Go through the records and report each line in which the word "below" occurs.

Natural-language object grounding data
┏━━

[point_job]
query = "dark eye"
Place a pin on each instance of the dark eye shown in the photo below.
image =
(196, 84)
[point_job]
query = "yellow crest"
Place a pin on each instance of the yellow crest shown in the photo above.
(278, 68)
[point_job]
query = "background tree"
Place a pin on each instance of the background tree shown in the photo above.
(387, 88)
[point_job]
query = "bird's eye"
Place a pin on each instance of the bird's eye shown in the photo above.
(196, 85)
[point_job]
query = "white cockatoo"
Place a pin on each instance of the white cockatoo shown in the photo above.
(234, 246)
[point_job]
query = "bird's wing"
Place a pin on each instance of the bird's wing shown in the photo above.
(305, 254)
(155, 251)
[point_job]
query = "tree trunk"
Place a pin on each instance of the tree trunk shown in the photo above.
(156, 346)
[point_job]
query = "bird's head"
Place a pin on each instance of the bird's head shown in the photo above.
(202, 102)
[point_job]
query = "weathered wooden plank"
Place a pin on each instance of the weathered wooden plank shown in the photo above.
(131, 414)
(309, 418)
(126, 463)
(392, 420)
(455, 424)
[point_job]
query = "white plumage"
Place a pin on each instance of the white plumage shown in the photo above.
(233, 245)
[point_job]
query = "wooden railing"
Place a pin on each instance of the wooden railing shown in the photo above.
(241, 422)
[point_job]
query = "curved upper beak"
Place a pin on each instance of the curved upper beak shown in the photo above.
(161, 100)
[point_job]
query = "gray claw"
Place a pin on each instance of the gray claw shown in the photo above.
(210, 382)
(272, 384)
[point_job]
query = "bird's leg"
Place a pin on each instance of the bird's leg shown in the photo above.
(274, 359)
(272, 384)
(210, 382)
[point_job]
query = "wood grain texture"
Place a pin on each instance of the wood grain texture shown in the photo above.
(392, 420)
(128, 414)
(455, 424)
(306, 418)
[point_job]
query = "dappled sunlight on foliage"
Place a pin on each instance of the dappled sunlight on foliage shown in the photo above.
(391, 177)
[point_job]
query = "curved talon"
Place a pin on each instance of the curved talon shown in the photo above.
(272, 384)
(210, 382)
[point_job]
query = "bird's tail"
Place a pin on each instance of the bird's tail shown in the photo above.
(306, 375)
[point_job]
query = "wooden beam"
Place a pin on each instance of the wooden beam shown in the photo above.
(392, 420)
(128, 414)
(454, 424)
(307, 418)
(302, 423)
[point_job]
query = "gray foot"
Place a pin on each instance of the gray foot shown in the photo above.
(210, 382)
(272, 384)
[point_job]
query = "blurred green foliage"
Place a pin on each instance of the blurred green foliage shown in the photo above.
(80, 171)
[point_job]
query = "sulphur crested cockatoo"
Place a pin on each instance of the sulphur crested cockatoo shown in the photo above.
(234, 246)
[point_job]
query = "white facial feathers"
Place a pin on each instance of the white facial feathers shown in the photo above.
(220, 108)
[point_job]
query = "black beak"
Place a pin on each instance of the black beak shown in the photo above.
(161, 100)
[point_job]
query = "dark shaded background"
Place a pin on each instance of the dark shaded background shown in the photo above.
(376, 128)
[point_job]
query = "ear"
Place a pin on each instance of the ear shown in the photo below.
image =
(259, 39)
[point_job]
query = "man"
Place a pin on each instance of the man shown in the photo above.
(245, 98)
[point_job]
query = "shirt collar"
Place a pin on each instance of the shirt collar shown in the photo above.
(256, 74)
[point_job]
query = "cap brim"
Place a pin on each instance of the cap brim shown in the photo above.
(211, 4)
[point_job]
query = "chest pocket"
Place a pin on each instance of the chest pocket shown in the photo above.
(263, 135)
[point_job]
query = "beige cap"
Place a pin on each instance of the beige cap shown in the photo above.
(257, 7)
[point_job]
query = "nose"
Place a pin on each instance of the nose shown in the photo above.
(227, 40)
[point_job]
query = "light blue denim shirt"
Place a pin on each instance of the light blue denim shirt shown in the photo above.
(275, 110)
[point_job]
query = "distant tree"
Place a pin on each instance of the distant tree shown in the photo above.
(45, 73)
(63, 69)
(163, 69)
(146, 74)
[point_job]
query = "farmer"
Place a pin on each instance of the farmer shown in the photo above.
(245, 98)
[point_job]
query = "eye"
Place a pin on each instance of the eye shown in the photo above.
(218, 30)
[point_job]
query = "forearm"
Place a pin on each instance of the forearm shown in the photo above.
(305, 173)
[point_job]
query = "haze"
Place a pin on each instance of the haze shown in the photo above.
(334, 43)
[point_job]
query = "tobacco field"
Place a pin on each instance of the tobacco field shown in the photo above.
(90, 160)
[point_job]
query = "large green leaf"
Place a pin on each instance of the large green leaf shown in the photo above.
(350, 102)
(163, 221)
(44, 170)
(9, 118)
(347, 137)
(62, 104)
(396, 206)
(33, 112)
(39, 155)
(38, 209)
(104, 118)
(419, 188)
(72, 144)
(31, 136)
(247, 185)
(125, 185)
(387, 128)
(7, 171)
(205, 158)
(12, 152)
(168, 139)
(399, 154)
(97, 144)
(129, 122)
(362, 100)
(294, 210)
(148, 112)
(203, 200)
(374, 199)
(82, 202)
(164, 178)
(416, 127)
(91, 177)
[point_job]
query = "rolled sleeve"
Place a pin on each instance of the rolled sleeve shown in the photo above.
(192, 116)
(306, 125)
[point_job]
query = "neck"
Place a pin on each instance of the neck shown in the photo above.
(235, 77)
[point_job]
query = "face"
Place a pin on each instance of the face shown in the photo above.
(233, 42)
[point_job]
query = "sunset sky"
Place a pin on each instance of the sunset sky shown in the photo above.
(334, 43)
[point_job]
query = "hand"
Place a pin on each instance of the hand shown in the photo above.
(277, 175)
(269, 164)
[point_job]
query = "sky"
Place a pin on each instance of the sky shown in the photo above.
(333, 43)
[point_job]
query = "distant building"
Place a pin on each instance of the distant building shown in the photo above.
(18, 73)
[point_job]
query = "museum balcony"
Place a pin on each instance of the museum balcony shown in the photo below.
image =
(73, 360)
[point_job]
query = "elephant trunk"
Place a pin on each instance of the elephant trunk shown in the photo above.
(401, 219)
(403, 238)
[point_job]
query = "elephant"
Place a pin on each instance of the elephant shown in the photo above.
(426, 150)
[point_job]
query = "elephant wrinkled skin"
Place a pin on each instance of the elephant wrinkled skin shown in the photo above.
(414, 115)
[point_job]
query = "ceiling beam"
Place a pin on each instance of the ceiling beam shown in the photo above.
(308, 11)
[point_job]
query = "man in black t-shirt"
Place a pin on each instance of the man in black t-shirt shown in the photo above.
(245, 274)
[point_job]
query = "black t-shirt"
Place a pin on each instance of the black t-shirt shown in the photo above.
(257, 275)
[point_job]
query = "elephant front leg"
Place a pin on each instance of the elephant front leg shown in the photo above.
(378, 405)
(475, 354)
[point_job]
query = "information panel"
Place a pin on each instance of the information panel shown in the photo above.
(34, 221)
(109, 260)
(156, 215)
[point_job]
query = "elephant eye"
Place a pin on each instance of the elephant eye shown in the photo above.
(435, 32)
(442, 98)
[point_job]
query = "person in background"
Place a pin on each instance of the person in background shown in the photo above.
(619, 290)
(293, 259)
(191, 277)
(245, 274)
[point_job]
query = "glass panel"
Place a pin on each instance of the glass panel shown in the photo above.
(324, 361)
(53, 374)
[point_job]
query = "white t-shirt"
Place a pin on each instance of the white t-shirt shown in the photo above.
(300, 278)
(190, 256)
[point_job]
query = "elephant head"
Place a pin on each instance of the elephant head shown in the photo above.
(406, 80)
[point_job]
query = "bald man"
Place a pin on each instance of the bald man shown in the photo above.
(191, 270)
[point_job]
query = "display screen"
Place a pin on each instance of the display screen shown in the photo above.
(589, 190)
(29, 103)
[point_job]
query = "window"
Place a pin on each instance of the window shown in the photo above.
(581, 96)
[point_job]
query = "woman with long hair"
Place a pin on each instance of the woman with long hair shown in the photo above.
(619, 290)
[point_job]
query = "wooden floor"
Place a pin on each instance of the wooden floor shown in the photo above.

┗━━

EXERCISE RESULT:
Place a pin on each instance of the dark eye shown in the photo below.
Place a pin on each instance of the ear shown in the photo below.
Place a pin on each instance of the museum balcony shown in the photo below.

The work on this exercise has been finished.